Exercise brief:
Please set down only the lines below starting with the line with "Target: caramel drip down side" and going on through the line with "Target: white paper sheet", verbatim and without pictures.

Excerpted records:
========================================================================

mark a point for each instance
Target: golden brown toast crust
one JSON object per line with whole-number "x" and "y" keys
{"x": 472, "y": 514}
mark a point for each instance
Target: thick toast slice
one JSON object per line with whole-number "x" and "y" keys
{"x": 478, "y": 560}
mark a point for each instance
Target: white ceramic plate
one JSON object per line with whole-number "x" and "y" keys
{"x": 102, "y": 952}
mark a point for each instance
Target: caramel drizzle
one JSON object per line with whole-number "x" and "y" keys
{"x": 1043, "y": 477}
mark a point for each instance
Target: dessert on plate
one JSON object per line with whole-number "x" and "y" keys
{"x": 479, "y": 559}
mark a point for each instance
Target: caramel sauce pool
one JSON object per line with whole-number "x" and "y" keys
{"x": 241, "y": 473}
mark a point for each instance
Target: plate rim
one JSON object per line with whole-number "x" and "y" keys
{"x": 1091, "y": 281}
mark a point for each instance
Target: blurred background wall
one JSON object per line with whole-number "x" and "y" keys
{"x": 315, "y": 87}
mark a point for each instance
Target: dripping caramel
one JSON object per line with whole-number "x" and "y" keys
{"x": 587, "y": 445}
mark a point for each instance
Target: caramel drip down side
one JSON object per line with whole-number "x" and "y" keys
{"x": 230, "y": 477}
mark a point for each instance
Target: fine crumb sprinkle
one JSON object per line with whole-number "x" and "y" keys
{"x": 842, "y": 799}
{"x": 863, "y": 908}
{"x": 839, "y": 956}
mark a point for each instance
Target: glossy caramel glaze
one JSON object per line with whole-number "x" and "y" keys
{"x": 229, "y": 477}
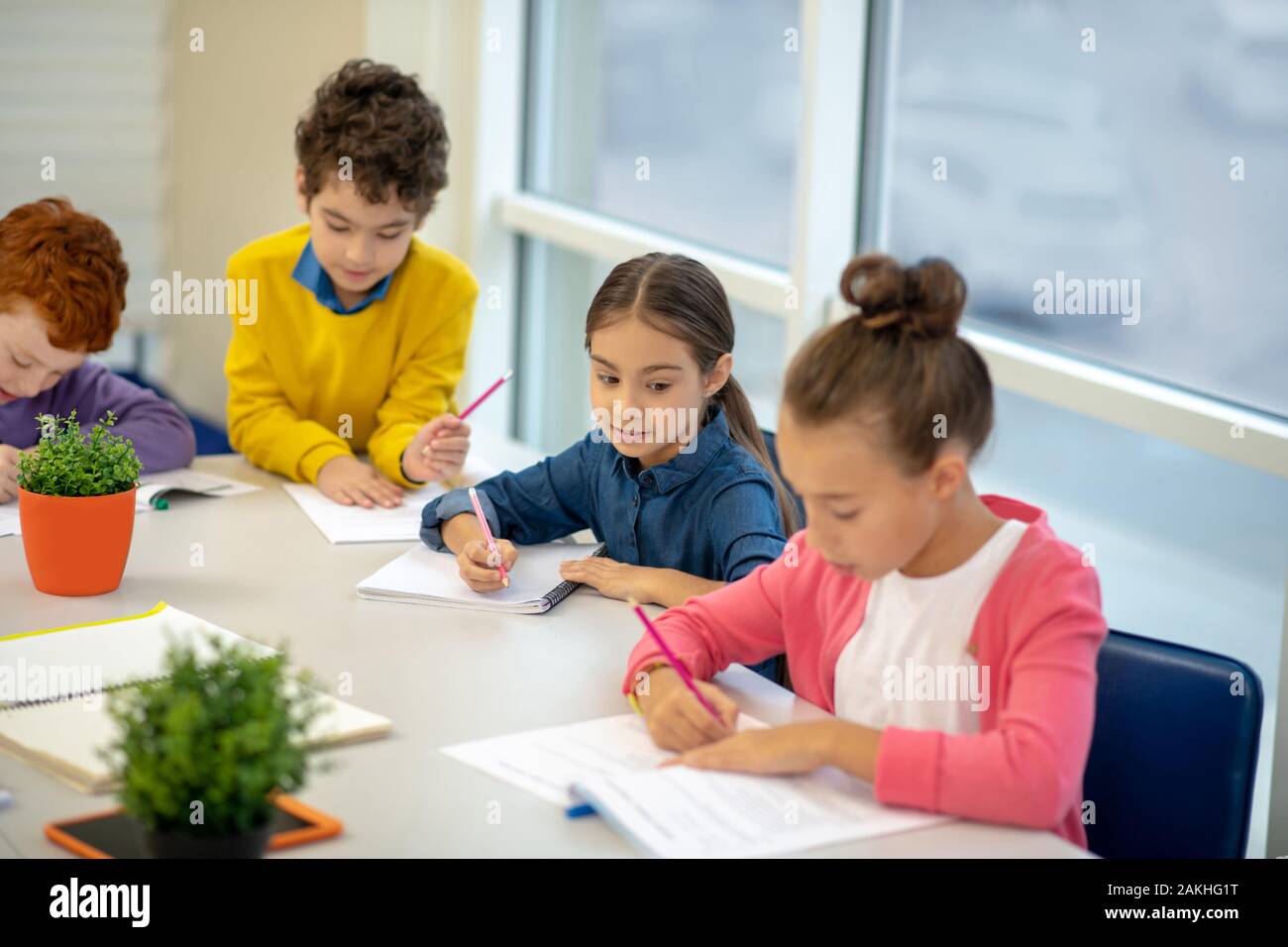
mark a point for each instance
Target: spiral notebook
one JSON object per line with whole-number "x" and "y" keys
{"x": 423, "y": 577}
{"x": 52, "y": 682}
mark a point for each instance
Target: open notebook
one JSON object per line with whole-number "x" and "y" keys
{"x": 340, "y": 523}
{"x": 154, "y": 492}
{"x": 426, "y": 578}
{"x": 156, "y": 488}
{"x": 612, "y": 766}
{"x": 53, "y": 712}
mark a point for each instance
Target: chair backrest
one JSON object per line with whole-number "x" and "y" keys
{"x": 772, "y": 445}
{"x": 1173, "y": 753}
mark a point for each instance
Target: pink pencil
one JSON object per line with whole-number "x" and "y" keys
{"x": 679, "y": 669}
{"x": 483, "y": 397}
{"x": 487, "y": 535}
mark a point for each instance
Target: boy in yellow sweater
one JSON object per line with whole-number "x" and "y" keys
{"x": 360, "y": 331}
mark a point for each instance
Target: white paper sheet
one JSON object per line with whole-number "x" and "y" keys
{"x": 698, "y": 813}
{"x": 549, "y": 762}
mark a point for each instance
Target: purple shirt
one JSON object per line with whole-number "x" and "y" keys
{"x": 162, "y": 436}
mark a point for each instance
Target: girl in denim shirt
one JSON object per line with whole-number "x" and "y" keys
{"x": 674, "y": 478}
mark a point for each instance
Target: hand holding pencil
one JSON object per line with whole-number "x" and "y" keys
{"x": 437, "y": 453}
{"x": 484, "y": 564}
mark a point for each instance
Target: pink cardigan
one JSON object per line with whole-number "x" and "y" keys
{"x": 1038, "y": 630}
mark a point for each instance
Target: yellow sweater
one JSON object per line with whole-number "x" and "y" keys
{"x": 301, "y": 375}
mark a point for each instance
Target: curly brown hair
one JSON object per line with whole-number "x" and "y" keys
{"x": 380, "y": 119}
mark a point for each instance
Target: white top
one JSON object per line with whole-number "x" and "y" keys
{"x": 907, "y": 664}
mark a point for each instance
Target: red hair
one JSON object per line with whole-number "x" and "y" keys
{"x": 68, "y": 264}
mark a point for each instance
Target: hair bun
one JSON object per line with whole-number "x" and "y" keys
{"x": 925, "y": 299}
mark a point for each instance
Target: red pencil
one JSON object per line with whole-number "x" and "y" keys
{"x": 679, "y": 669}
{"x": 483, "y": 397}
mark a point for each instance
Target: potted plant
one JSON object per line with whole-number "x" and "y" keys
{"x": 202, "y": 751}
{"x": 76, "y": 506}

========================================================================

Exercise output:
Target: caramel drip down side
one JSON object per line with whole-number "x" and "y" keys
{"x": 230, "y": 477}
mark a point for each instance
Target: fine crumb sprinkle
one JSON object per line with whole-number "x" and "y" keys
{"x": 842, "y": 799}
{"x": 863, "y": 908}
{"x": 839, "y": 956}
mark a point for each instance
Target: glossy caramel glaze
one JSON object per line with whole-number "x" and "y" keys
{"x": 229, "y": 477}
mark a point for each instance
Target: spiral notebook
one JSON object per line with whole-number "x" and "y" keys
{"x": 423, "y": 577}
{"x": 52, "y": 682}
mark a point for each instance
Target: open notebook
one JSON object per line with whole-number "x" and "y" keys
{"x": 340, "y": 523}
{"x": 154, "y": 492}
{"x": 426, "y": 578}
{"x": 156, "y": 488}
{"x": 612, "y": 766}
{"x": 53, "y": 712}
mark a point for each instance
Target: chair backrest
one JSON object per line with whole-number "x" and "y" keys
{"x": 772, "y": 445}
{"x": 1173, "y": 753}
mark a point for each instance
Target: pink pencil
one JSON object per line with whole-number "x" and "y" keys
{"x": 679, "y": 669}
{"x": 483, "y": 397}
{"x": 487, "y": 535}
mark a point for each instance
Target: boy in yellow sweater
one JSON object per line with whole-number "x" and "y" keys
{"x": 360, "y": 331}
mark a point for each instance
Target: white paper sheet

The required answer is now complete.